[Task goal]: Starting with the line that contains "Objective — one point on each instance of the yellow" and stopping after the line that contains "Objective — one point on each instance of the sunlit", copy the entries below exactly. Include nothing else.

[Information provided]:
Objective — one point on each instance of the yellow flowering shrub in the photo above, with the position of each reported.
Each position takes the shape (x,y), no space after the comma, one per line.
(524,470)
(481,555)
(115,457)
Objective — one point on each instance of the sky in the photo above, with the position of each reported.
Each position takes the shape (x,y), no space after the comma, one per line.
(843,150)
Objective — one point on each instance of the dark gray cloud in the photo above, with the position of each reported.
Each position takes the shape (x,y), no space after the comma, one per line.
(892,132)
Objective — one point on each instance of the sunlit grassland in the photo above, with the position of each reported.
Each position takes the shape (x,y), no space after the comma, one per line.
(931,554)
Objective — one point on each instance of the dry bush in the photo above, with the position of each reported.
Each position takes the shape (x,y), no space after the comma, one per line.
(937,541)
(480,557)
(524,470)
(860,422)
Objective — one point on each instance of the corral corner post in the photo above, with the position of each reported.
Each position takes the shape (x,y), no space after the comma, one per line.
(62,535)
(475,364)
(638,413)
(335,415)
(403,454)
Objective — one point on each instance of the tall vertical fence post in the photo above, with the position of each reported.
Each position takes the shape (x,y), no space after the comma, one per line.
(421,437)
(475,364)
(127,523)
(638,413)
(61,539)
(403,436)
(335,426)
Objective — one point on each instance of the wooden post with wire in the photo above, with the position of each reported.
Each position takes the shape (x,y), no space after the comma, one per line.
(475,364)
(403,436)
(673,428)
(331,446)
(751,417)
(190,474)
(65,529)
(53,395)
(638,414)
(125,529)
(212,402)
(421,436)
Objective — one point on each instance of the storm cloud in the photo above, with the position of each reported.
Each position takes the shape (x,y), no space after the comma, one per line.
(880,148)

* * *

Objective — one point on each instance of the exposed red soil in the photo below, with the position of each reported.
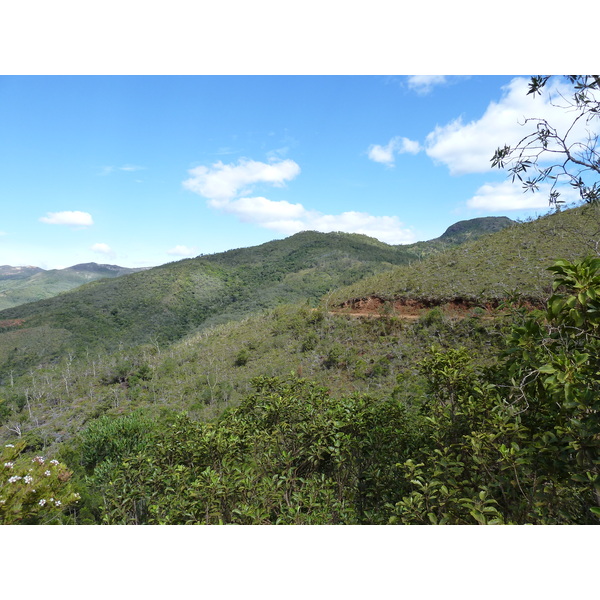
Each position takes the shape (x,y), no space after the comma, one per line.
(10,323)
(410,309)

[Exercise result]:
Objective — one point on each instance of the yellow flowering shrub in the photo above, with the position of each reported.
Each position takes the shape (x,y), no space after the comma, one per line.
(524,470)
(481,555)
(115,457)
Objective — one point on each instance of the sky in the photo above, with the position of each reported.
Each position takes the shape (x,y), no space after the comma, one per line.
(843,150)
Objective — one point on each instance of the dark gray cloud in the photo above, with the position of each reported.
Each position takes the shape (x,y), no space after the comma, one per line.
(892,132)
Objective — one point on each instance of the sunlit grassland in the photo above, with the position of each reported.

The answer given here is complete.